My fellow law enforcers and I can say that; I wasn’t there when it was happening (I visited later), but at least I’ve been through a few doors. None of those reporters who talk so disparagingly were reaching for the knob of that classroom door when bullets came through it, or have ever been through a door. Not that kind of door, anyway–the kind with an armed bad guy on the other side, waiting for you.
The lessons I learned from Norm:
- Don’t talk smack about people you don’t know, especially to people you don’t know.
- If you’re gonna talk smack, at least have a qualified opinion, based on real experience.
Nothing I can write in this article will even remotely do justice to the men who flew that mission to Ploesti, including Norm, whether or not he was Norm Whalen. One could study that one mission for a lifetime and still be astounded every single day by the raw courage of those men.
I’ll leave you, instead, with another quote from “Killer” Kane, who knew what they were stepping into, and went anyway. When he first saw the mission plan for Ploesti, Kane blurted out,
“What idiot armchair lawyer from Washington planned this one?”
Heed the lessons I learned from Norm. Listen more; talk less.
....
■ **To be done**:
Can you rework the passage about Norm between "I’ll leave you, instead, with" and "more; talk less.", inclusive, putting "desk general" in place of "armchair lawyer"?

■ **Supplied information**:
....
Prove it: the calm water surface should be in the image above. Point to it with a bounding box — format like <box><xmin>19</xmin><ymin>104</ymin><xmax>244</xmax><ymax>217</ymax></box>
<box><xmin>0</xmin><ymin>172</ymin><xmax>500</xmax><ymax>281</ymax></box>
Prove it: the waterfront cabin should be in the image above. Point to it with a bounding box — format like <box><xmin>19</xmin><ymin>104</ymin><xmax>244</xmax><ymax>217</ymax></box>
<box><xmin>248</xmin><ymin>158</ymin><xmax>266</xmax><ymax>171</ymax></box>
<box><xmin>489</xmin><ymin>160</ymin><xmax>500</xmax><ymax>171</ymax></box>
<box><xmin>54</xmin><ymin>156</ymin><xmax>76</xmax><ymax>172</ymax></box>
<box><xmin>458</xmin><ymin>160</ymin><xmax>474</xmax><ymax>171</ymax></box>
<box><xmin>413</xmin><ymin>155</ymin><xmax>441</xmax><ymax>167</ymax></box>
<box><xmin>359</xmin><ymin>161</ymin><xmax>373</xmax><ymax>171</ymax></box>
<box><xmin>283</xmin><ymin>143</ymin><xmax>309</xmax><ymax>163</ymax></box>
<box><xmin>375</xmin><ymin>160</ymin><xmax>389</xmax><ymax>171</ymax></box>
....
■ **Solution below**:
I’ll leave you, instead, with another quote from “Killer” Kane, who knew what they were stepping into, and went anyway. When he first saw the mission plan for Ploesti, Kane blurted out,
“What idiot desk general from Washington planned this one?”
Heed the lessons I learned from Norm. Listen more; talk less.